— begin Supplied text —

Thick Skin is an interview series featuring authors talking about negative reviews, from critics and (anonymous) readers alike
See our complete list of conversations, including:
Pixelated, the digital, double-blind, lit-inclined author chat
A Bit Contrived, interviews with real authors about improvised books
The Art of Commerce, exploring the intersection of literature and the marketplace
Episode II: "I'm actually shocked by that comment!"
In this installment, I speak with Michelle Gable. Topics include her ratings of other books, stomach drops, bad audiobook narrators, the balance of too much gratuity and not enough, Guess Which Of Your Two Books This Review Is About & more.
Today I’m with Michelle Gable, an accomplished author (and a brave one, for being a part of this series). Her debut, A Paris Apartment, was a New York Times Bestseller, and she’s just released her follow-up, I’ll See You in Paris. Putting categories on fiction is generally a useless exercise, but I’ll say that Michelle’s work would most likely be called either General Fiction or Commercial Fiction. I say this only to put the reader reviews we’ll talk about in perspective; I think it’s crucial to consider what a reader is looking for when interpreting their opinion. To start, can I ask if you read reviews of your work, either by critics or readers, and if you consider yourself thick-skinned?
Thanks for having me! I do read trade reviews. I will read others (Goodreads, Amazon) early on but I do stop reading them after a certain point. It doesn't help and god forbid I agree with a negative review...I can't change the book now!
I would say I'm fairly thick-skinned though things will momentarily bother me if whatever is negative isn't "fair." I'm able to move on though! The only ones that really get to me are when someone, for example, tweets at me that my book is drivel.
"Drivel"—what a word. Nowhere is it used more than reviews. Is it ever used anywhere else?
Ha! that's funny. I never thought about that but you're right I think it's the #1 word used for a book someone doesn't like.
You happen to have your own profile on Goodreads, and I noticed that you gave each of the last seven books you’ve read five stars, and you rarely give anything under four. Do you think this is a product of reading books you’re most likely to like? Being empathetic as someone who has received reviews herself? Happenstance?
It's being empathetic! Once I became an author I decided that if I couldn't rate a book 4 of 5 stars that I wouldn't rate it on Goodreads. I've read plenty of 2 and 3 stars lately but I just don't put them on there. If you look at my earlier reviews I have plenty! It's empathy, yes, and also the fiction world can be small and I want to be supportive of my fellow authors. But the books I've rated truly earned that mark.

— end Supplied text —
— begin Stored rows —

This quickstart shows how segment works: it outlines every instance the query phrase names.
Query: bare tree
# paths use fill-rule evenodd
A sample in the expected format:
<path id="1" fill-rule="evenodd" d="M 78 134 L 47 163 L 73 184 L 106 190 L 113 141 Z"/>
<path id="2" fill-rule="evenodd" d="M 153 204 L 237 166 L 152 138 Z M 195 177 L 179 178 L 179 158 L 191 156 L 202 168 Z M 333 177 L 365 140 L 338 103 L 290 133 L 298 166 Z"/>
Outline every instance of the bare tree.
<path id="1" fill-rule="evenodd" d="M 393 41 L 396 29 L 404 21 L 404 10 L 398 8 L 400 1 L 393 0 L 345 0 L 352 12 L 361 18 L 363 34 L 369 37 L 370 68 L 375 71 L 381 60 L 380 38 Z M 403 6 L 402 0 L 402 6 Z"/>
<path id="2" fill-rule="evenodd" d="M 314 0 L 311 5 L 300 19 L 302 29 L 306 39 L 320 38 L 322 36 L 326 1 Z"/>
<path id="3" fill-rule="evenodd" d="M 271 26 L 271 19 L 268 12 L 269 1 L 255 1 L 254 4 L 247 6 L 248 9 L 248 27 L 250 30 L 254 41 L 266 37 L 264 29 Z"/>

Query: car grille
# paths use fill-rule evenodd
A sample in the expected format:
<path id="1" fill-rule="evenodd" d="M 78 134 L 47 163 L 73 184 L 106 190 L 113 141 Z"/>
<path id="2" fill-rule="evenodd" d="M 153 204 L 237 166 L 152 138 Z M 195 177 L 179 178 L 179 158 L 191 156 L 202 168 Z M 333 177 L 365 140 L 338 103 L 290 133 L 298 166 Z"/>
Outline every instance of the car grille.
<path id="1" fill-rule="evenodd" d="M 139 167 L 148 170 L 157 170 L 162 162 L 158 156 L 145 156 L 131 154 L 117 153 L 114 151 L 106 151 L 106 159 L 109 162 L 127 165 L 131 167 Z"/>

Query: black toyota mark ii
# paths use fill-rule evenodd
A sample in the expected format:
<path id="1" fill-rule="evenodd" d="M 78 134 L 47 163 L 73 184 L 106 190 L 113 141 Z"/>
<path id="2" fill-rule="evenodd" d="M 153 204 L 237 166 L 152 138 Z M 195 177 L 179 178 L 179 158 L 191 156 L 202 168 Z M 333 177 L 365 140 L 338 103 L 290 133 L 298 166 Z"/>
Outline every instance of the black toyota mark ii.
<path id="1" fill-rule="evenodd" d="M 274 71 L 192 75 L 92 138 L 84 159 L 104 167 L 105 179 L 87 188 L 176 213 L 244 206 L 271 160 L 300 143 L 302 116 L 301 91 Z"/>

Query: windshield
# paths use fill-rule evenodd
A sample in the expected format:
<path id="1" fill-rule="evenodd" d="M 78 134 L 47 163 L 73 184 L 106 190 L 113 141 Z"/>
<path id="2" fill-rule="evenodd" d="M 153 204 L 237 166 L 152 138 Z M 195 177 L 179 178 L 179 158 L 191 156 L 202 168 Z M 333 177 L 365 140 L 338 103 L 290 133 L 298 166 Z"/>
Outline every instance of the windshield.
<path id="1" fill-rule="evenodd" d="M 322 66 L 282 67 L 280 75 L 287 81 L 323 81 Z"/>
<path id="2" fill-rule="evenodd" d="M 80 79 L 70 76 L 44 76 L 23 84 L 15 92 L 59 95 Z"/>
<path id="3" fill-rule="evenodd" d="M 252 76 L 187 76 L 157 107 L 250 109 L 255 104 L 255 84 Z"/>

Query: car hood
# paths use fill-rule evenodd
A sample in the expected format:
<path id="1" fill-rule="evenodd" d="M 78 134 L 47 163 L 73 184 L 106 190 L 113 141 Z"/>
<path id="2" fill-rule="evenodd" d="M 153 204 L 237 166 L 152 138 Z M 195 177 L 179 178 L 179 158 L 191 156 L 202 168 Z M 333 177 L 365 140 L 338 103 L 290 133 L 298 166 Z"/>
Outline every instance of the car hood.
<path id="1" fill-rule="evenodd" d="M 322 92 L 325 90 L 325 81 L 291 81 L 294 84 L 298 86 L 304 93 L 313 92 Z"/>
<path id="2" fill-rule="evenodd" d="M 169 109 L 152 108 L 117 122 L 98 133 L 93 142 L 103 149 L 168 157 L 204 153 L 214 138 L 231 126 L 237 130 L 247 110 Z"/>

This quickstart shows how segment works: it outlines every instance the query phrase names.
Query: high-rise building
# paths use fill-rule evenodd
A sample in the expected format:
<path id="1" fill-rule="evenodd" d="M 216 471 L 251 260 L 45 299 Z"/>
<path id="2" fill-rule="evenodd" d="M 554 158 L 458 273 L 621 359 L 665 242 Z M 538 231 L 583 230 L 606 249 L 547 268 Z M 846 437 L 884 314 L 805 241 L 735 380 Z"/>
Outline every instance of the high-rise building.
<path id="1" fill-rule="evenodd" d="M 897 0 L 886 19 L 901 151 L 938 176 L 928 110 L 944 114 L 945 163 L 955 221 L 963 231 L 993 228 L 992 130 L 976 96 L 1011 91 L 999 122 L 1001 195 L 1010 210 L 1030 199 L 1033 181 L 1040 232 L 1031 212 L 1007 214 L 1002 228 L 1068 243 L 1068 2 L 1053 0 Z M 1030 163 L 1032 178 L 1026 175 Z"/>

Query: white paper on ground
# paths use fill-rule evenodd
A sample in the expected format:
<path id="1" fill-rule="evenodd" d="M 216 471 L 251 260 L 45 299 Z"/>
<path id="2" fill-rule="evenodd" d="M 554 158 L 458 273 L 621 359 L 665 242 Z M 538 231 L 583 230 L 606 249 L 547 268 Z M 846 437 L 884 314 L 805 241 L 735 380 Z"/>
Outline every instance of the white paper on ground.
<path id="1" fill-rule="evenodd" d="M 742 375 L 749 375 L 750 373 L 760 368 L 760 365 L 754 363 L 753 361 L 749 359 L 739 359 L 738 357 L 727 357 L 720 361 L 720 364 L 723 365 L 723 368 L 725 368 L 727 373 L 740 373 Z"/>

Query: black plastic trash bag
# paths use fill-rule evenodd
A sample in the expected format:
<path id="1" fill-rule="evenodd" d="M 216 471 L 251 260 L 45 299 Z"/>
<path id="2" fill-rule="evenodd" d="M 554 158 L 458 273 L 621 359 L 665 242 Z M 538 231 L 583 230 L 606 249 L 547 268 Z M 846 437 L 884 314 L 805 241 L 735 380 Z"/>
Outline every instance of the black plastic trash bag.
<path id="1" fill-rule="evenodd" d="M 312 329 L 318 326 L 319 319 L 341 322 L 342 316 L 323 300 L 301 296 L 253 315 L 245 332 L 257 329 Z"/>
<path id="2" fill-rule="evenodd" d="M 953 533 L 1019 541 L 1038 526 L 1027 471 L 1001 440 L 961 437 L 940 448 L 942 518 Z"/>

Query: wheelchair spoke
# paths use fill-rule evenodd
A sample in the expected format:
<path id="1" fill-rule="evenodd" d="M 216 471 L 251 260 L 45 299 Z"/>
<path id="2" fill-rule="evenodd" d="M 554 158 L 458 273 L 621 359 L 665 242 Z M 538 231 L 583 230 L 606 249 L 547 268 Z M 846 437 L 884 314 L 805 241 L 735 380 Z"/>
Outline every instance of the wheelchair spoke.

— end Stored rows —
— begin Stored rows —

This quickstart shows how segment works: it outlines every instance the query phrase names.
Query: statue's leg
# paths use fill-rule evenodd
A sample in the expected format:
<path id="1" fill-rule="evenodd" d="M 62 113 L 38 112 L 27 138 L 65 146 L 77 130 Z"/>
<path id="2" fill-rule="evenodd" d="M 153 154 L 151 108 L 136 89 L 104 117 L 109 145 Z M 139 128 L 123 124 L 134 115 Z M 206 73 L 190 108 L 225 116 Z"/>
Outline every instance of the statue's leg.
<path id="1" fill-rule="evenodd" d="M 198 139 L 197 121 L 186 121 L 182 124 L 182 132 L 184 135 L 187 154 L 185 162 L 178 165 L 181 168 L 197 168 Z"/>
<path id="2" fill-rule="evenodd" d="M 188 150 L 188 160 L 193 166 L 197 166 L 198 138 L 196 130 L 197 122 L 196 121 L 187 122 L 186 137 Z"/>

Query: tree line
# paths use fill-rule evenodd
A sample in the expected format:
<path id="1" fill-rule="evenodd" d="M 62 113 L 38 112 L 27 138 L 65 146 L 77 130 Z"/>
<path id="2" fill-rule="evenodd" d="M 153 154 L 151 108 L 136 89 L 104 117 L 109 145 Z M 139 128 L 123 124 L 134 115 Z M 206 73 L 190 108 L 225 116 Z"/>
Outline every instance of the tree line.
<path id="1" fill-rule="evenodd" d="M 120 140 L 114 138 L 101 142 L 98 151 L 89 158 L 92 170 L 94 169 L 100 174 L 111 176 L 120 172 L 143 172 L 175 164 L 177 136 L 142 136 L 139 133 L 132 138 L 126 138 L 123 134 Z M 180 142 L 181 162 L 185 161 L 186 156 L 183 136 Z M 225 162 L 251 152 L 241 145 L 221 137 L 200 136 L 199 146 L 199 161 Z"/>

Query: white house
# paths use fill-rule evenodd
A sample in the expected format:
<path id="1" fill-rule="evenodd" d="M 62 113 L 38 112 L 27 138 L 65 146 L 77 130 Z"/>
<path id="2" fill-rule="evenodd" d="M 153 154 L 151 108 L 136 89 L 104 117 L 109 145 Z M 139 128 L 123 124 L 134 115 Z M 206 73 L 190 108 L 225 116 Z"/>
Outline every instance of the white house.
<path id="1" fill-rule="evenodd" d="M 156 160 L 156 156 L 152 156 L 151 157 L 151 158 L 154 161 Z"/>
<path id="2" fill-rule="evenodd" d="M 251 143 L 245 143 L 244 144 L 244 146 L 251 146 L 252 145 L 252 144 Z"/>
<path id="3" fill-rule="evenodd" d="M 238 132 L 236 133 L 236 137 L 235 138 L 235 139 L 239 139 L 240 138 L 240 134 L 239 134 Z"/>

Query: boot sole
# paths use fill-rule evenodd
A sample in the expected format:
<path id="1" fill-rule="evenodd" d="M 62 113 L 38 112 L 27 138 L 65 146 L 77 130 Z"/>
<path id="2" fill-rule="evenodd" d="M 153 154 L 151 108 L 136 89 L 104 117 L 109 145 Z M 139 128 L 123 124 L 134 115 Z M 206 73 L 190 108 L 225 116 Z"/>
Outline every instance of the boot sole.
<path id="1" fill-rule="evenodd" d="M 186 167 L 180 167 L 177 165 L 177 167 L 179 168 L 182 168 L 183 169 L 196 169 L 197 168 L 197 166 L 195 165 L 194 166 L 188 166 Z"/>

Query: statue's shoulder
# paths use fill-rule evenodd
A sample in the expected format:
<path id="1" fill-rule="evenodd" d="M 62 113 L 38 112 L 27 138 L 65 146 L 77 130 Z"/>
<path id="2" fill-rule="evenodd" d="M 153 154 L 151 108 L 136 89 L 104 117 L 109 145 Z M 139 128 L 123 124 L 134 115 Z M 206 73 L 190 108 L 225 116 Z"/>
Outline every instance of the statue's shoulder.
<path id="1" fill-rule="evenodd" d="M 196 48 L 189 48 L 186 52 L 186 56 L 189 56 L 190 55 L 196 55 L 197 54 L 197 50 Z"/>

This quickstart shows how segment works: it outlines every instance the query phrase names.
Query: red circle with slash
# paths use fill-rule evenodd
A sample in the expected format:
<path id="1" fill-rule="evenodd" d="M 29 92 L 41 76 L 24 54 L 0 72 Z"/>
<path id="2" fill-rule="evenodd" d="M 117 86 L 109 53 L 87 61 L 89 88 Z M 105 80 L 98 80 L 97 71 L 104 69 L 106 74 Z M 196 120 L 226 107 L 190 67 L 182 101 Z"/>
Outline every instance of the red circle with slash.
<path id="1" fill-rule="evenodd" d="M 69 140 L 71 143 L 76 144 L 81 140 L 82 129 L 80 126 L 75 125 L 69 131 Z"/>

— end Stored rows —
— begin Stored rows —

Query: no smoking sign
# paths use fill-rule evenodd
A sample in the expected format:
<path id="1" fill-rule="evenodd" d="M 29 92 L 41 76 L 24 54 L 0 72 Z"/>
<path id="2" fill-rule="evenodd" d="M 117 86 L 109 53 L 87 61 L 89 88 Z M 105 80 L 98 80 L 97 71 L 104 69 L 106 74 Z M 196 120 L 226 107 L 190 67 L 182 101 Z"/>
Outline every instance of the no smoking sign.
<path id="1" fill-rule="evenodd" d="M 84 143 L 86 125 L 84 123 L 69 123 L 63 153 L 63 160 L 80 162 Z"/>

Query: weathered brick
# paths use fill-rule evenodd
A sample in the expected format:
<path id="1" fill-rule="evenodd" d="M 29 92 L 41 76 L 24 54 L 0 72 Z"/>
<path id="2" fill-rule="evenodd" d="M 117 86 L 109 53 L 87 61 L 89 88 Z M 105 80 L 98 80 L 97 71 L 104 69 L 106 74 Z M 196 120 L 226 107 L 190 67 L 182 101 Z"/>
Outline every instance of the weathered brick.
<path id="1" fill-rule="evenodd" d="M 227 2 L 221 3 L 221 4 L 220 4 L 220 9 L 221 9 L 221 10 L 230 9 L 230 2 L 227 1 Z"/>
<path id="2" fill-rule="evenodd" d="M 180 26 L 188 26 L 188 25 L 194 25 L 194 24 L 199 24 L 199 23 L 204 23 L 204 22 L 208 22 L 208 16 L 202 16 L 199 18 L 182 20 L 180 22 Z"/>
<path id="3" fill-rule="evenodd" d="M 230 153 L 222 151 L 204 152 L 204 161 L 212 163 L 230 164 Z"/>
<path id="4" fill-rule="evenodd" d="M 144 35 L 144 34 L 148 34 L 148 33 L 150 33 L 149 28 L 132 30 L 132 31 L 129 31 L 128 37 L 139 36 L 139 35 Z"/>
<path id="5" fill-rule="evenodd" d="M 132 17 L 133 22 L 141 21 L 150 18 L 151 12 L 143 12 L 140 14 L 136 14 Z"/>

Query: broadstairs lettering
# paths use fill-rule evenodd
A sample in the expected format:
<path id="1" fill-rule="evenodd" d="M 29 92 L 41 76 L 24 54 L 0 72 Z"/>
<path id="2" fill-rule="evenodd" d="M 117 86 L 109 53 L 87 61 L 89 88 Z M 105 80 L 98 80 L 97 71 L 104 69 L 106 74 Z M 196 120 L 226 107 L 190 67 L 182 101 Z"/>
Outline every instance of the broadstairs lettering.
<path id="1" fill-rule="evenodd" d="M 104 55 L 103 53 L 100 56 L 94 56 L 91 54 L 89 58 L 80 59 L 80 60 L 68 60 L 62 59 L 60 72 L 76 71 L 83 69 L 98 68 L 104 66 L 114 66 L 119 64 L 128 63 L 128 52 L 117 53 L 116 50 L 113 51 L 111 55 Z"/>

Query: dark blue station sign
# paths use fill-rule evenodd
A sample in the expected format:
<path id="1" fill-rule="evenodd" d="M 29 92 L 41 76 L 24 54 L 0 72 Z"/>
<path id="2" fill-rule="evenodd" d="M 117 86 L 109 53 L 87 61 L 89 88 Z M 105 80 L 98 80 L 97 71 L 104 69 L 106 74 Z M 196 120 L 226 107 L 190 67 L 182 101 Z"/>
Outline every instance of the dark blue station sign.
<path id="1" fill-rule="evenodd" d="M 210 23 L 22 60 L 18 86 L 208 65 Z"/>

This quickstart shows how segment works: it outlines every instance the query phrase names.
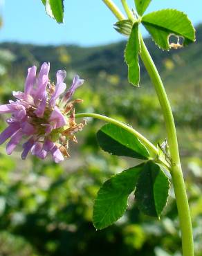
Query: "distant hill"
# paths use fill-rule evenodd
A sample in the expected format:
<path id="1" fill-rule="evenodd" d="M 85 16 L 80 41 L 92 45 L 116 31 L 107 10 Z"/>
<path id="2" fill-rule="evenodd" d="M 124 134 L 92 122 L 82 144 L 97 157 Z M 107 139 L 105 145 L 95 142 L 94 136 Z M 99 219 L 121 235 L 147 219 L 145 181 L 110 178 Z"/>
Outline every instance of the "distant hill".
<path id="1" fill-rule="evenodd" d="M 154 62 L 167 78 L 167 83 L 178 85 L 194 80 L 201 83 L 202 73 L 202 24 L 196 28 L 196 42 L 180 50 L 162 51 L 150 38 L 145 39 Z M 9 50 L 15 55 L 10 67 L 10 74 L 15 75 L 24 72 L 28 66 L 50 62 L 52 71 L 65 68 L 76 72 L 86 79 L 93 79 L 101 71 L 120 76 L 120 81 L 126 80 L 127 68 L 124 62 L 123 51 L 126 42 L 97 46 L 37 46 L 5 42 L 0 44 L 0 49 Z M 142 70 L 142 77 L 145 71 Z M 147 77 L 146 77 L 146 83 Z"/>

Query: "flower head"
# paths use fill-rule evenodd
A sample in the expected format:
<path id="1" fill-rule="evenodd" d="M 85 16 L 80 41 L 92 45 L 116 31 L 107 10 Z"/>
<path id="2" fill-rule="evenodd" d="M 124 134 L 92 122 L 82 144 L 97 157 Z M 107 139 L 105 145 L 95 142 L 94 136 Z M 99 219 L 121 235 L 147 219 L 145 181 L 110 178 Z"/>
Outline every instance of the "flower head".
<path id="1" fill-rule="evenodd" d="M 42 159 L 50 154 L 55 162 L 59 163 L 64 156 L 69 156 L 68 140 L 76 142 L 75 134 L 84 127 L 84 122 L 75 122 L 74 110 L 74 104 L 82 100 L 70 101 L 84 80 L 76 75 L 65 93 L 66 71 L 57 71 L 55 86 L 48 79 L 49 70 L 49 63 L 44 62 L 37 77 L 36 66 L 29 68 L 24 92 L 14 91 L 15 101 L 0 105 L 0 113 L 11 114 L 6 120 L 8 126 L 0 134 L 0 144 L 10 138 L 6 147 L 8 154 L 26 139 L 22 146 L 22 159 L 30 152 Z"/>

— end Stored rows —

• [Exercise] Can you resume the interview with Michelle Gable on negative reviews, picking up right after her last answer?

• [Response for this exercise]
That's fair. If you don't have something good to say, why say it at all? But of course there are readers who feel differently. Let’s start with your debut, A Paris Apartment. With almost 4,000 reviews on Goodreads alone, some of them are bound to be satisfied, ebullient—others, less than satisfied, less than ebullient. One said: "The writing in this novel seems to be that of someone whose second and very new language is English.”
OMG! I hadn't seen that one. Well, it's definitely not my second language. Wow, that's pretty harsh. Ha! I do think people are unnecessarily rude on that site. You can still express that you didn't care for the writing, or thought it was "amateurish" which is still a bit cutting but doesn't sound so much like someone trying to use Goodreads as a creative writing outlet!
Do you think she actually believes the writing is that of someone ESL?
No, I don't. That's ridiculous.
What’s your physical reaction when you read something like that? What emotions do you feel?
For that specific one, I didn't really have a physical reaction other than I scoffed out loud! Sometimes they make my stomach drop momentarily. Other times I get pissed off if it's something that's wrong...which is hard to explain because how can a review be wrong? Like if someone says "this is the worst book in the world because April makes bad decisions." Uh, yeah she makes bad decisions. That's part of the story!
Okay, here's a head scratcher: "Would have made a better movie than a book.” What do you make of that?
That's an interesting one! I can't wrap my head around that. Maybe the reviewer thought it wasn't complex enough for a book? Do you have any ideas?
I think if a friend I trust told me that, I'd assume there were potential visible spectacles that would be nice to see. I'm guessing, but I think this person means the plot feels like a movie plot?
Yes I agree that maybe it means there are visuals that would work well. Maybe it feels like a movie plot, which I don't think is necessarily a bad thing!
I mean, what author doesn't dream of a movie deal? Might want to send that quote to your agent...On the topic of other mediums, someone said: “I listened to this on audible. The reader for 'April' was AWFUL!”
I've actually heard that about the audio from a few people! I haven't listened to the audio (don't want to!) so I can't comment. I don't want to listen because I just don't want to hear my book read to me, not because of the narrator!
Yes, ha—thanks for clarifying. I hesitate to bring this next one up, because I'm trying to avoid the concept of 'unlikable' characters. It's a claim that's been made against any good book that's ever existed (and a lot of bad ones too). But perhaps I'm allowing myself one per interview: “Evocative and engaging writing, set in an environment of rich people and beautiful things. But none of the characters were likable. The two main heroines were an olden-day prostitute and a modern day woman contemplating an affair. A cheating husband sets a dismal tone from the start of the novel.”
Well first of all who wants to read about pleasant people who have wonderful relationships and everything is humming along smoothly? Boring! Unless, of course, it's satire. ;) Definitely the big knock on A Paris Apartment is the likability of April. And I made her prickly and difficult on purpose. Not to mention, we meet her right after she's found out her husband cheated, so she's not going to be the most happy and upbeat person in the world.
Hm, that's interesting. I think there are layers to the tag 'unlikable', just like real life. There are people who do things that are wrong or amoral that you don't root for, but there are also people who are 'bad' in the classic sense, but you understand their decisions in some way and create empathy for them. Do you think your unlikable characters deserve empathy?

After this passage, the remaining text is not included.